##### Provided passage #####
Language Selection
Choose your preferred programming language
Showing: Python
Problem Statement
Given two strings word1 and word2, return the minimum number of operations required to convert word1 to word2.
You have the following three operations permitted on a word:
- Insert a character
- Delete a character
- Replace a character
Input:
- Two strings
word1andword2
Output:
- Minimum number of operations to convert word1 to word2
Constraints:
- 0 ≤ word1.length, word2.length ≤ 500
- word1 and word2 consist of lowercase English letters
Examples:
Example 1:
Input: word1 = "horse", word2 = "ros"
Output: 3
Explanation:
horse -> rorse (replace 'h' with 'r')
rorse -> rose (remove 'r')
rose -> ros (remove 'e')
Example 2:
Input: word1 = "intention", word2 = "execution"
Output: 5
Explanation:
intention -> inention (remove 't')
inention -> enention (replace 'i' with 'e')
enention -> exention (replace 'n' with 'x')
exention -> exection (replace 'n' with 'c')
exection -> execution (insert 'u')
Solutions
Approach 1: 2D Dynamic Programming
Algorithm:
- Create 2D DP table where dp[i][j] = min operations to convert word1[0:i] to word2[0:j]
- Base cases: dp[i][0] = i (delete all), dp[0][j] = j (insert all)
- If characters match: dp[i][j] = dp[i-1][j-1]
- If characters don’t match: dp[i][j] = 1 + min(insert, delete, replace)
Python:
def minDistance(word1, word2):
"""
2D DP solution for edit distance
Time: O(m * n) where m, n are lengths of word1, word2
Space: O(m * n) for DP table
"""
m, n = len(word1), len(word2)
# dp[i][j] = min operations to convert word1[0:i] to word2[0:j]
dp = [[0] * (n + 1) for _ in range(m + 1)]
# Base cases
# Convert empty string to word2[0:j] requires j insertions
for j in range(n + 1):
dp[0][j] = j
# Convert word1[0:i] to empty string requires i deletions
for i in range(m + 1):
dp[i][0] = i
# Fill DP table
for i in range(1, m + 1):
for j in range(1, n + 1):
if word1[i-1] == word2[j-1]:
# Characters match, no operation needed
dp[i][j] = dp[i-1][j-1]
else:
# Characters don't match, try all three operations
insert_op = dp[i][j-1] + 1 # Insert word2[j-1]
delete_op = dp[i-1][j] + 1 # Delete word1[i-1]
replace_op = dp[i-1][j-1] + 1 # Replace word1[i-1] with word2[j-1]
dp[i][j] = min(insert_op, delete_op, replace_op)
##### Information shown #####
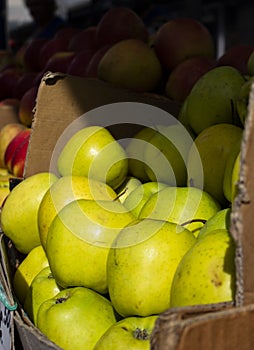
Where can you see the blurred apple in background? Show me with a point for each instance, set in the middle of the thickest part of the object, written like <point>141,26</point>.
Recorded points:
#####
**Given exercise 1**
On the edit distance page, what time complexity is given for the 2D dynamic programming solution?
**Given exercise 2**
Write the next part of the edit distance page, picking up after its last line of code.
This data has no connection to the edit distance page.

**Right answer 1**
O(m * n), where m and n are the lengths of word1 and word2.

**Right answer 2**
return dp[m][n]
def minDistance_with_operations(word1, word2):
"""
Edit distance with operation tracking
Time: O(m * n)
Space: O(m * n)
"""
m, n = len(word1), len(word2)
dp = [[0] * (n + 1) for _ in range(m + 1)]
ops = [[[] for _ in range(n + 1)] for _ in range(m + 1)]
# Base cases
for j in range(n + 1):
dp[0][j] = j
ops[0][j] = [f"Insert '{word2[k]}'" for k in range(j)]
for i in range(m + 1):
dp[i][0] = i
ops[i][0] = [f"Delete '{word1[k]}'" for k in range(i)]
# Fill DP table
for i in range(1, m + 1):
for j in range(1, n + 1):
if word1[i-1] == word2[j-1]:
dp[i][j] = dp[i-1][j-1]
ops[i][j] = ops[i-1][j-1]
else:
insert_cost = dp[i][j-1] + 1
delete_cost = dp[i-1][j] + 1
replace_cost = dp[i-1][j-1] + 1
min_cost = min(insert_cost, delete_cost, replace_cost)
dp[i][j] = min_cost
if min_cost == replace_cost:
ops[i][j] = ops[i-1][j-1] + [f"Replace '{word1[i-1]}' with '{word2[j-1]}'"]
elif min_cost == delete_cost:
ops[i][j] = ops[i-1][j] + [f"Delete '{word1[i-1]}'"]
else:
ops[i][j] = ops[i][j-1] + [f"Insert '{word2[j-1]}'"]
return dp[m][n], ops[m][n]
# Example usage
print(minDistance("horse", "ros")) # Output: 3
dist, operations = minDistance_with_operations("horse", "ros")
print(f"Distance: {dist}")
for op in operations:
print(f" {op}")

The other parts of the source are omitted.